What you will do. Render each line of the material below as a row of a Markdown table with two columns, No. and Entry. Number the rows in order and omit blank lines.

Raw records.
------------------------
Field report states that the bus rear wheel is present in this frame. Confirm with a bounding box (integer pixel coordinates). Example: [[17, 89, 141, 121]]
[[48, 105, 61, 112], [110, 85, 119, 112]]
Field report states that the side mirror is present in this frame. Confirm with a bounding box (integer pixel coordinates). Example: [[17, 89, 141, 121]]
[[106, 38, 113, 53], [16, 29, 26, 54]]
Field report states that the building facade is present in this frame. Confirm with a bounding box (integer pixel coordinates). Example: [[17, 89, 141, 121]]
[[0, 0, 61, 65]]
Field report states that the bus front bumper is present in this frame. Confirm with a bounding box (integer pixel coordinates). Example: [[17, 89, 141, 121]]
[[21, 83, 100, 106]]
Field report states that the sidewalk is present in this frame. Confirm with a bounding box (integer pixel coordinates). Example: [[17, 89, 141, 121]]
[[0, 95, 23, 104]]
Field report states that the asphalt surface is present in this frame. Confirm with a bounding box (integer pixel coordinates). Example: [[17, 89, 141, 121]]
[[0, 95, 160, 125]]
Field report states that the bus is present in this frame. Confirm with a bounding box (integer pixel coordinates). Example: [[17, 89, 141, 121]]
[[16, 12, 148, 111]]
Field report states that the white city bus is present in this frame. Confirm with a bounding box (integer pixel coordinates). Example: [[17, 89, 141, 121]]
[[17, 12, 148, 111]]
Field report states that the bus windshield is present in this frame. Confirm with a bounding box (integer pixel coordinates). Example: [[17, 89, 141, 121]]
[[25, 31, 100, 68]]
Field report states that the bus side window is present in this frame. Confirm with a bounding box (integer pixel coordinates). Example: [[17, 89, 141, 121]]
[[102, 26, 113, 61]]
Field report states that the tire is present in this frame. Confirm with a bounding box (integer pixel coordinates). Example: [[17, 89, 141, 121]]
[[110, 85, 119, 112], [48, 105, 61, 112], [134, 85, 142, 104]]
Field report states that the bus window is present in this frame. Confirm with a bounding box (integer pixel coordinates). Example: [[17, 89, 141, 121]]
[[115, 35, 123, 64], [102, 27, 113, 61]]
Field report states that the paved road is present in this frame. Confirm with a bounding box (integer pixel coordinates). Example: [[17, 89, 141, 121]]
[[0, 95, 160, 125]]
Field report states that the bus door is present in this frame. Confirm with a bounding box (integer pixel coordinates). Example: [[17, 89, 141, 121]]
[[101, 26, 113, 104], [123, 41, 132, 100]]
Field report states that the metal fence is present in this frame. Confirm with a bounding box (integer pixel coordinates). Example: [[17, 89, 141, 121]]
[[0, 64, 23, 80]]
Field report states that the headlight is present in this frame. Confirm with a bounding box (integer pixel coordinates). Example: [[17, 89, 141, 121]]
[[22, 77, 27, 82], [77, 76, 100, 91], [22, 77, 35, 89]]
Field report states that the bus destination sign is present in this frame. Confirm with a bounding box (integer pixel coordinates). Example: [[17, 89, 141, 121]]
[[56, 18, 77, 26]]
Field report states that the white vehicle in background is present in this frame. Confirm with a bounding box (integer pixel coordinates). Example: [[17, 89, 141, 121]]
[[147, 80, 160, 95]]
------------------------
Written solution.
| No. | Entry |
|---|---|
| 1 | Field report states that the bus rear wheel is present in this frame. Confirm with a bounding box (integer pixel coordinates). Example: [[17, 89, 141, 121]] |
| 2 | [[48, 105, 61, 112], [110, 85, 119, 112]] |
| 3 | Field report states that the side mirror is present in this frame. Confirm with a bounding box (integer pixel coordinates). Example: [[17, 89, 141, 121]] |
| 4 | [[106, 38, 113, 53], [16, 29, 26, 54]] |
| 5 | Field report states that the building facade is present in this frame. Confirm with a bounding box (integer pixel coordinates). Example: [[17, 89, 141, 121]] |
| 6 | [[0, 0, 61, 65]] |
| 7 | Field report states that the bus front bumper is present in this frame. Confirm with a bounding box (integer pixel coordinates). Example: [[17, 89, 141, 121]] |
| 8 | [[21, 83, 100, 106]] |
| 9 | Field report states that the sidewalk is present in this frame. Confirm with a bounding box (integer pixel coordinates). Example: [[17, 89, 141, 121]] |
| 10 | [[0, 95, 23, 104]] |
| 11 | Field report states that the asphalt surface is present in this frame. Confirm with a bounding box (integer pixel coordinates). Example: [[17, 89, 141, 121]] |
| 12 | [[0, 95, 160, 125]] |
| 13 | Field report states that the bus is present in this frame. Confirm with a bounding box (integer pixel coordinates). Example: [[17, 89, 141, 121]] |
| 14 | [[16, 12, 148, 111]] |
| 15 | Field report states that the white city bus is present in this frame. Confirm with a bounding box (integer pixel coordinates). Example: [[17, 89, 141, 121]] |
| 16 | [[17, 12, 148, 111]] |
| 17 | Field report states that the bus windshield is present in this frame. Confirm with a bounding box (integer pixel coordinates). Example: [[17, 89, 141, 121]] |
| 18 | [[25, 31, 100, 68]] |
| 19 | Field report states that the bus side window is present in this frame. Confirm with a bounding box (integer pixel coordinates). Example: [[17, 89, 141, 121]] |
| 20 | [[102, 26, 113, 61]] |
| 21 | Field report states that the tire is present in this frame. Confirm with a bounding box (integer pixel coordinates). Example: [[17, 89, 141, 121]] |
| 22 | [[110, 85, 119, 112], [48, 105, 61, 112], [134, 85, 142, 104]] |
| 23 | Field report states that the bus window is present in this frame. Confirm with a bounding box (integer pixel coordinates). Example: [[17, 89, 141, 121]] |
| 24 | [[115, 35, 123, 64], [102, 27, 113, 61]] |
| 25 | Field report states that the paved road is present in this frame. Confirm with a bounding box (integer pixel coordinates). Example: [[17, 89, 141, 121]] |
| 26 | [[0, 95, 160, 125]] |
| 27 | Field report states that the bus door is present in this frame. Confirm with a bounding box (integer pixel coordinates). Example: [[17, 89, 141, 121]] |
| 28 | [[101, 26, 113, 104], [123, 41, 132, 100]] |
| 29 | Field report states that the metal fence is present in this frame. Confirm with a bounding box (integer pixel coordinates). Example: [[17, 89, 141, 121]] |
| 30 | [[0, 64, 23, 80]] |
| 31 | Field report states that the headlight is present in this frame. Confirm with a bounding box (integer pixel coordinates). Example: [[17, 89, 141, 121]] |
| 32 | [[22, 77, 27, 82], [77, 76, 100, 91], [22, 77, 35, 89]] |
| 33 | Field report states that the bus destination sign is present in this frame. Confirm with a bounding box (integer pixel coordinates). Example: [[17, 89, 141, 121]] |
| 34 | [[56, 18, 77, 26]] |
| 35 | Field report states that the white vehicle in background is present in this frame. Confirm with a bounding box (integer pixel coordinates). Example: [[17, 89, 141, 121]] |
| 36 | [[147, 80, 160, 95]] |